— begin Extract —

Incorporating Resilience into the CEDS



New CEDS Content Guidelines:

The Economic Development Administration (EDA) recently released new CEDS Content Guidelines as part of updated federal regulations that went into effect in early 2015. The content guidelines provide a clear, streamlined framework to assist Economic Development Districts and other interested parties in crafting an effective and impactful Comprehensive Economic Development Strategy (CEDS).

An EDA-approved CEDS document is required to access most funding opportunities made available by the EDA. The purpose of the CEDS is to “bring together the public and private sectors in order to create an economic roadmap to diversity and strengthen regional economies.”

The new guidelines include updated recommendations on what should be included in each of the previously required sections—Summary Background, SWOT Analysis, Strategic Direction/Action Plan, and Evaluation Framework.  However, for the first time ever, the EDA has also included an economic resilience component in the content guidelines, with suggestions for  planning and implementing resilience, establishing information networks, conducting pre-disaster recovery planning, and measuring resilience.

Additional information on how Economic Development Districts throughout the country are incorporating resilience into their CEDS, is available in NADO’s CEDS Resilience Library



South Florida Regional Planning Commission (SFRPC)


A view of A1A during a high tide event that carried the surf into the streets of Fort Lauderdale, Florida.

— end Extract —

- **Exercise details**:
Please continue the page on incorporating resilience into the CEDS, starting right after its last line and keeping its tone and style.

— begin Data entries —

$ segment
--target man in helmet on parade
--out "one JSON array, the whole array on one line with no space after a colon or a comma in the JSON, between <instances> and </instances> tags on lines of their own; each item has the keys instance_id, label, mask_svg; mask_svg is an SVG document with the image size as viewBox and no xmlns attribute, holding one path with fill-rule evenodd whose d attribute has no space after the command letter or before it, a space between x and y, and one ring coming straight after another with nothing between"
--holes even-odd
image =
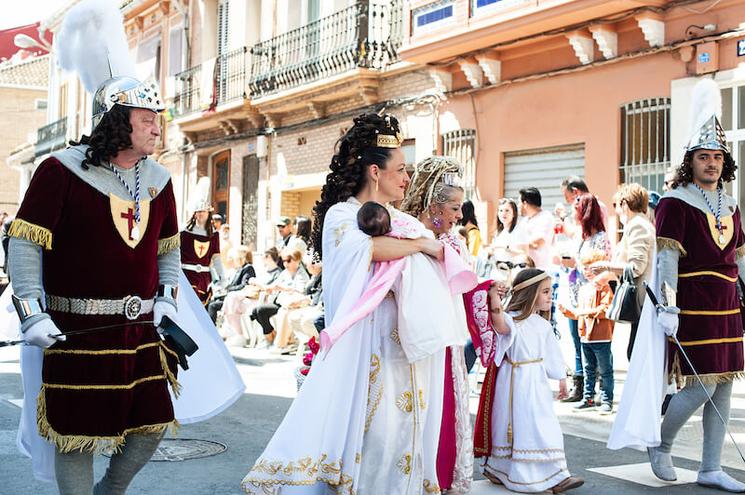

— end Data entries —

- **Task response**:
A view of A1A during a high tide event that carried the surf onto the streets of Fort Lauderdale, Florida. Credit: Flickr user Dave

“Resilience cannot be thought of as a separate or distinct issue; it permeates everything we do,” says Karen Hamilton, regional planner with the South Florida Regional Planning Council (SFRPC).  Given its region’s heightened vulnerability to natural disasters, climate change, and economic downturns, the SFRPC was one of the first organizations to effectively integrate resilience throughout its Comprehensive Economic Development Strategy (CEDS). For the three counties within the SFRPC region – Monroe, Miami-Dade, and Broward – long-term economic competitiveness is directly tied with their ability to balance growth and development with the opportunities and limitations posed by both natural and manmade hazards.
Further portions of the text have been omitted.